GIVEN TASK
Edit the records from their first line through the line with "[(540, 253)]", replacing "diagonal metal truss" with "slanted steel beam" and keeping everything else the same. Leave the pictures out of your answer.

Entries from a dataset

— Begin —

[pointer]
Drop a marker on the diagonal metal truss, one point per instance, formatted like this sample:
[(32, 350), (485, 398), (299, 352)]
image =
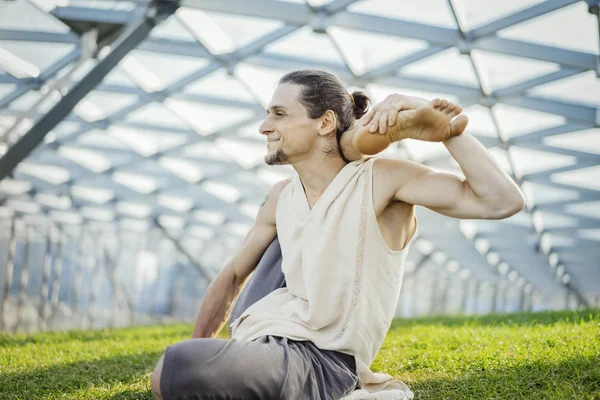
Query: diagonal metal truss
[(540, 253)]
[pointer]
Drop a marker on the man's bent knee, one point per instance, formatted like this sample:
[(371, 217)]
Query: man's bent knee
[(155, 379)]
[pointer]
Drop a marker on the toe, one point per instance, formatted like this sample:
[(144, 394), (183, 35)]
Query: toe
[(450, 109), (459, 124)]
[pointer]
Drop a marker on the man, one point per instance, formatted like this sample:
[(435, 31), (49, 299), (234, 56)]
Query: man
[(344, 230)]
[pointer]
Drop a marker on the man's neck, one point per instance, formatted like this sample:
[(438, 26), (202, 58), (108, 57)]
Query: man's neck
[(317, 173)]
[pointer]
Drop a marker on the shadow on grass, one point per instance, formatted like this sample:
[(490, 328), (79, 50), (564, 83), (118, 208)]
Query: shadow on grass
[(133, 333), (575, 378), (39, 383), (542, 318), (132, 394)]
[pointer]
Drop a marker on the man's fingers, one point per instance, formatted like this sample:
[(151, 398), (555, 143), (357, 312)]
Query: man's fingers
[(392, 117), (365, 119), (383, 122), (374, 124)]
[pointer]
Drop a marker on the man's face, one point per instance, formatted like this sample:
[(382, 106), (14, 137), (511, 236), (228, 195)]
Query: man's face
[(291, 134)]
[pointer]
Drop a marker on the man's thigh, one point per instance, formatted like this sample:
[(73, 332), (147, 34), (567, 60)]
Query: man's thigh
[(228, 369)]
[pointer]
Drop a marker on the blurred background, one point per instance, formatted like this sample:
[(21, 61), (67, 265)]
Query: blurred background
[(132, 167)]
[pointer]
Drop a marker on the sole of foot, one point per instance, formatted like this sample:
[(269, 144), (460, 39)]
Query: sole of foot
[(438, 121)]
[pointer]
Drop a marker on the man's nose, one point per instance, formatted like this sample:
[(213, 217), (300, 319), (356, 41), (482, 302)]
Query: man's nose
[(265, 128)]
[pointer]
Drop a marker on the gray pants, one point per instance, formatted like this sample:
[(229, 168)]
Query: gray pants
[(269, 367)]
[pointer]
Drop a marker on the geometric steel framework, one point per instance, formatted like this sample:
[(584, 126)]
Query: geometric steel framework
[(169, 138)]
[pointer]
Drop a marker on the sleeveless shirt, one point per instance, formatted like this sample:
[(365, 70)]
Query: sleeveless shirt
[(343, 281)]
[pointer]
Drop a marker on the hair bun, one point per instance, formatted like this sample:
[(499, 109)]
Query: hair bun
[(361, 103)]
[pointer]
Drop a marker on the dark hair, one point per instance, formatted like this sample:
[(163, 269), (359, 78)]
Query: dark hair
[(322, 91)]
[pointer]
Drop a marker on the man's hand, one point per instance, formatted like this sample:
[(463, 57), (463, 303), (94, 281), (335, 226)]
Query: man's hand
[(402, 117), (385, 113)]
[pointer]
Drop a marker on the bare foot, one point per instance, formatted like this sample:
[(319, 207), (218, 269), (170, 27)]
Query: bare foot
[(434, 122)]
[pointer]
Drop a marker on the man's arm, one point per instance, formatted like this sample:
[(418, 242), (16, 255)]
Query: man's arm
[(227, 285), (486, 193)]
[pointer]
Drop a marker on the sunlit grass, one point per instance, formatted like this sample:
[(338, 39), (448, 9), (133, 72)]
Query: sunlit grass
[(529, 356)]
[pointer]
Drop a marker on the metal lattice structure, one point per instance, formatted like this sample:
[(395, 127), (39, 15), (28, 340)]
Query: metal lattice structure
[(129, 134)]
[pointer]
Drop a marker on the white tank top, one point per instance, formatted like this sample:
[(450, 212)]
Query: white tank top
[(343, 281)]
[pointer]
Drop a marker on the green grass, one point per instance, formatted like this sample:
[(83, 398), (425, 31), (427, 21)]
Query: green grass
[(523, 356)]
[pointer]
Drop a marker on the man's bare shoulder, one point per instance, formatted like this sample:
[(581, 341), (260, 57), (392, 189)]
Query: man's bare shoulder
[(279, 186), (268, 207), (389, 175)]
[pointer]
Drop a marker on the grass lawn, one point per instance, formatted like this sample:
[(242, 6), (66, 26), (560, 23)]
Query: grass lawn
[(552, 355)]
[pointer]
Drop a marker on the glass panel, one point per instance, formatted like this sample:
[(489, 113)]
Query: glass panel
[(515, 121), (584, 177), (586, 141), (449, 66), (25, 16), (580, 89), (473, 13), (306, 44), (499, 71), (409, 10), (41, 55), (365, 50), (220, 85), (528, 161), (572, 28)]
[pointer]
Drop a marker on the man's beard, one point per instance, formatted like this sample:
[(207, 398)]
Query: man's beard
[(279, 158)]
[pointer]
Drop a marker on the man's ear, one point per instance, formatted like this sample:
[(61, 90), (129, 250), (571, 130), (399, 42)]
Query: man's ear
[(327, 123)]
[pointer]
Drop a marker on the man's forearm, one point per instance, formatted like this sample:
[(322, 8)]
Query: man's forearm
[(484, 175), (216, 305)]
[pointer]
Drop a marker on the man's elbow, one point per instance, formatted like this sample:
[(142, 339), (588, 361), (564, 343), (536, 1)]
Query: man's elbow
[(509, 204)]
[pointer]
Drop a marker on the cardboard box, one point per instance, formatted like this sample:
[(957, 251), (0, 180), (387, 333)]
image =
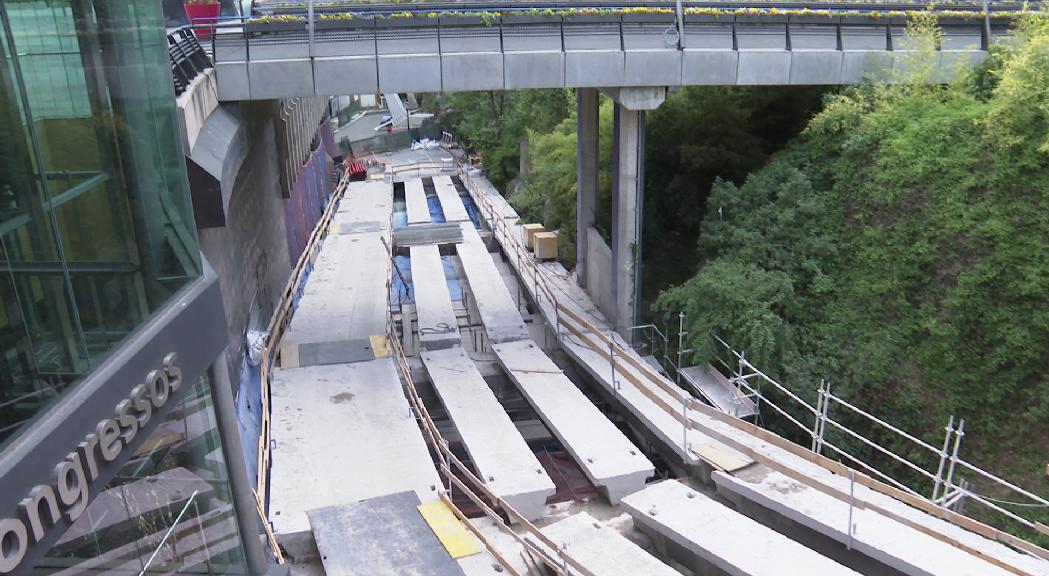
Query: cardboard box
[(529, 231), (546, 246)]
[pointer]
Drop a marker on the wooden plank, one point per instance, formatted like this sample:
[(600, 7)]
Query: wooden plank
[(480, 535), (447, 528)]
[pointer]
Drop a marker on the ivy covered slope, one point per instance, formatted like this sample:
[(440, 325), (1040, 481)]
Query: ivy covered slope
[(900, 249)]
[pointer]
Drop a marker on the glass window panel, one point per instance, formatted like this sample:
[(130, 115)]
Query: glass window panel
[(169, 511), (95, 217)]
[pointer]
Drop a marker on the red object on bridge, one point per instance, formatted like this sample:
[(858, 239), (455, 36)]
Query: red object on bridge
[(357, 171), (202, 17)]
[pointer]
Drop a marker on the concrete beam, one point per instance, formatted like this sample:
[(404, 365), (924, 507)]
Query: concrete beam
[(711, 538), (643, 98), (437, 325), (608, 459), (586, 178), (414, 197), (601, 550), (501, 456)]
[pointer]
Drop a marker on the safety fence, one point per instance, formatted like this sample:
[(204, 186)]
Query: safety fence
[(682, 406), (275, 332)]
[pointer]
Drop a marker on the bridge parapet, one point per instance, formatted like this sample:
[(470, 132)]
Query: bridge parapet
[(280, 57)]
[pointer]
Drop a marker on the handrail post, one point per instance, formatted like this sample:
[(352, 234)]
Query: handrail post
[(826, 408), (819, 410), (309, 24), (681, 345), (959, 433), (938, 482)]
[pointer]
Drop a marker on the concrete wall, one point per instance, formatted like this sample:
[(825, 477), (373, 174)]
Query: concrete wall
[(250, 253), (195, 105), (599, 273)]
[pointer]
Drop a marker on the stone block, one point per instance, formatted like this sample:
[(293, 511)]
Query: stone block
[(709, 67), (809, 67), (590, 68), (233, 83), (764, 67), (276, 79), (346, 76), (409, 73), (471, 71), (533, 69), (653, 68), (857, 65)]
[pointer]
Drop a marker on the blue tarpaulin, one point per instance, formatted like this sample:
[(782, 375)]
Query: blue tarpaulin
[(471, 210), (401, 292), (436, 213)]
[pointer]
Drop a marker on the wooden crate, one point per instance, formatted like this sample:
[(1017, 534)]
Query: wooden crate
[(529, 232), (546, 246)]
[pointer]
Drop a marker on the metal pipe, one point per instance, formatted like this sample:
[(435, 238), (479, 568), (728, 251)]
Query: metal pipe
[(943, 457), (959, 433)]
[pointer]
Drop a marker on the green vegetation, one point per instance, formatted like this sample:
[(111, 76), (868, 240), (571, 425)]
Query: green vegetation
[(898, 248), (890, 238)]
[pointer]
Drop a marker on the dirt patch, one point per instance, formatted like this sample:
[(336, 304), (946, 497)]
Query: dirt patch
[(342, 397)]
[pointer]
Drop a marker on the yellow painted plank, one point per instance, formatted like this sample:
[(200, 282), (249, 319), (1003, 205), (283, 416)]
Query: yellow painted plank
[(720, 457), (456, 540), (380, 347)]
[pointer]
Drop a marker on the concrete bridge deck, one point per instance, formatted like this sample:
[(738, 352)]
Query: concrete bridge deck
[(451, 204), (513, 50)]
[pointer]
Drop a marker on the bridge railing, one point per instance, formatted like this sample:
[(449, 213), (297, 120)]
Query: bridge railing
[(682, 406), (187, 57), (442, 32)]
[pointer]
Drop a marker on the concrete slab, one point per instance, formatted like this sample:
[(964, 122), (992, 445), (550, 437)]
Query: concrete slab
[(499, 454), (451, 204), (351, 542), (437, 326), (608, 459), (895, 545), (498, 312), (414, 197), (344, 298), (342, 433), (706, 533), (365, 206), (601, 550)]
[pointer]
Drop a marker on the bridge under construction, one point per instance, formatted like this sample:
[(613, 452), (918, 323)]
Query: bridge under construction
[(440, 401)]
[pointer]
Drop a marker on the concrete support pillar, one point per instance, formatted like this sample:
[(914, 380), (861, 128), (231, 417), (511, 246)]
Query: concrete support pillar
[(586, 180), (240, 485), (627, 200)]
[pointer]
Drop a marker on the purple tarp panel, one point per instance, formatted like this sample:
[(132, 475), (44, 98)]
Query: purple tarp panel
[(327, 136), (308, 195)]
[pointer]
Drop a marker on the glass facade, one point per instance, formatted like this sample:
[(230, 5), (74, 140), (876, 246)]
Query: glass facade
[(95, 221), (169, 511)]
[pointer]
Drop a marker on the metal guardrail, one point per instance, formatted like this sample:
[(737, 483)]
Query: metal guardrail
[(443, 30), (281, 7), (187, 57)]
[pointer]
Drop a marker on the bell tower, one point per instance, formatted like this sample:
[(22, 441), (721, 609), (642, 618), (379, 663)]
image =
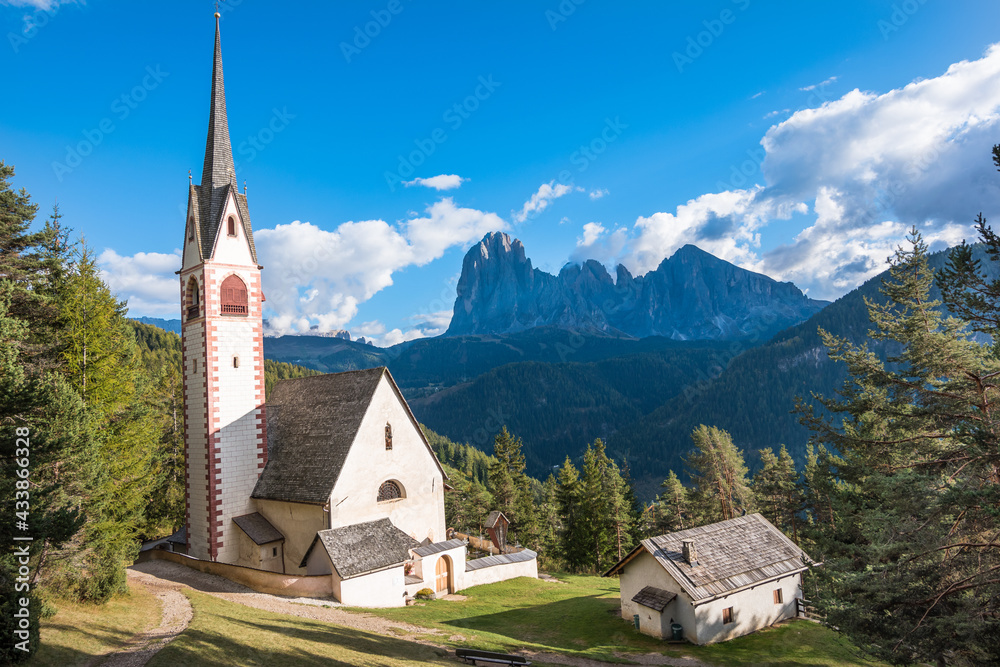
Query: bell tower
[(225, 442)]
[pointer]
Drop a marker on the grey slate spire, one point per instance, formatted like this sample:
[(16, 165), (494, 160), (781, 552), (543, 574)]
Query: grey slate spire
[(218, 175), (218, 169)]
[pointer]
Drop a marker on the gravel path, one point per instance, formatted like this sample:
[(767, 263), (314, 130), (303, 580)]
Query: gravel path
[(176, 614), (172, 577)]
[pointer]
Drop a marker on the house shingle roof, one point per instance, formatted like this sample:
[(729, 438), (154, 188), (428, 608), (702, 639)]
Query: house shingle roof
[(311, 424), (363, 547), (258, 528), (654, 598), (731, 555)]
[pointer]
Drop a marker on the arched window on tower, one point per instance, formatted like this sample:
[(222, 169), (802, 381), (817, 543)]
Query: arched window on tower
[(193, 299), (234, 296), (389, 490)]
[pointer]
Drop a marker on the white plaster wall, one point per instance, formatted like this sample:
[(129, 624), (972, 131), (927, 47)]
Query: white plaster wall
[(753, 609), (196, 434), (232, 249), (299, 523), (420, 513), (385, 588), (491, 575), (642, 571)]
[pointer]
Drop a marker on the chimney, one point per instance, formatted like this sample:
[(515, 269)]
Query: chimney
[(690, 555)]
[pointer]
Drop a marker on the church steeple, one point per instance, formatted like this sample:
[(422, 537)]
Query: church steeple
[(218, 169)]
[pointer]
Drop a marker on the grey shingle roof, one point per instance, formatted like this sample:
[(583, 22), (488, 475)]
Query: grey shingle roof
[(218, 171), (438, 547), (258, 528), (490, 561), (654, 598), (311, 424), (363, 547), (731, 555)]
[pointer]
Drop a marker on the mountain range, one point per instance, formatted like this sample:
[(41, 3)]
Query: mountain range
[(691, 295)]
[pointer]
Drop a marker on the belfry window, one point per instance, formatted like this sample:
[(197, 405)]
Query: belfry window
[(389, 491), (234, 296), (194, 299)]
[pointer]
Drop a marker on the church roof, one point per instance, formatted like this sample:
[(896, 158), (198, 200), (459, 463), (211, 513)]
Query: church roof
[(312, 423), (731, 555), (363, 547), (258, 528), (218, 175)]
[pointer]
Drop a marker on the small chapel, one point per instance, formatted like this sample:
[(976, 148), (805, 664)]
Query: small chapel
[(329, 486)]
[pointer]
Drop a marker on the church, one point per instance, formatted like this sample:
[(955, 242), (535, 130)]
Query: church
[(330, 486)]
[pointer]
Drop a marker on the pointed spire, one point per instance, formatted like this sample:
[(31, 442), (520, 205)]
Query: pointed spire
[(218, 170)]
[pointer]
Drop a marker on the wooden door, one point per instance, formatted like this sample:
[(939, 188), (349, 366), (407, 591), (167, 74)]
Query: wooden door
[(441, 580)]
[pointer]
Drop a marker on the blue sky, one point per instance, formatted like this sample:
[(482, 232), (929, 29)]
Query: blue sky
[(796, 139)]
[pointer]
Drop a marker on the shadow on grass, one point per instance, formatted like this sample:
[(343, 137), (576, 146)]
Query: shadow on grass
[(239, 641)]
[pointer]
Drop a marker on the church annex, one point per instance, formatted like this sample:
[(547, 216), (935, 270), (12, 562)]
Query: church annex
[(331, 482)]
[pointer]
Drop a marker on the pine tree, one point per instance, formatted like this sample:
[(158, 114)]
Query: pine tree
[(718, 475), (911, 572), (777, 492)]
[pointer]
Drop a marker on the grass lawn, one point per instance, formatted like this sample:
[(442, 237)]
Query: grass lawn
[(79, 632), (226, 633), (576, 618)]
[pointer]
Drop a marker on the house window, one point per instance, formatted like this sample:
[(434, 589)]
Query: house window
[(194, 299), (389, 491), (234, 296)]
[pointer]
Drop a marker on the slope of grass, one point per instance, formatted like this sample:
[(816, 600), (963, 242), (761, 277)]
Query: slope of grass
[(578, 618), (226, 633), (79, 632)]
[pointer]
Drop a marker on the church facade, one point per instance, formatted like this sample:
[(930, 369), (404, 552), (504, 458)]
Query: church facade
[(332, 476)]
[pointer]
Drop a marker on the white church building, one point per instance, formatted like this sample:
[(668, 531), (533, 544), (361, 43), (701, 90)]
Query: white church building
[(331, 479)]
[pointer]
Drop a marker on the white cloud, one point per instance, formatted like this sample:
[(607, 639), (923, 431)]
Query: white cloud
[(439, 182), (864, 167), (146, 280), (821, 84), (315, 276), (547, 193)]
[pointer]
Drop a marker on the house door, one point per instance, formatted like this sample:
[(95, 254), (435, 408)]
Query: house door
[(441, 580)]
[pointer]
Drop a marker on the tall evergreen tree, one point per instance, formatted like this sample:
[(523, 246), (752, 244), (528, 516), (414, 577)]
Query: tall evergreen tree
[(719, 476), (777, 491), (912, 571)]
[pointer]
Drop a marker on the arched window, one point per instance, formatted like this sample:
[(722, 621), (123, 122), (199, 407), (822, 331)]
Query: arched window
[(234, 296), (389, 491), (193, 299)]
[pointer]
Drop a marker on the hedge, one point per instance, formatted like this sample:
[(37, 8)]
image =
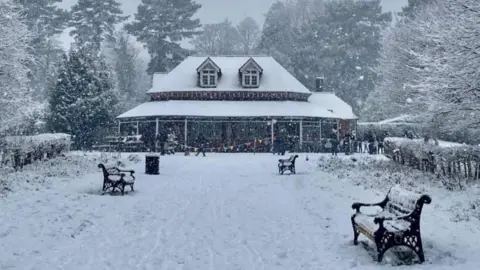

— End —

WRITTEN RESPONSE
[pointer]
Drop a marker on the slanted steel beam, one point per instance, formatted like this sample:
[(32, 350), (485, 398), (299, 352)]
image =
Query: slanted steel beam
[(540, 253)]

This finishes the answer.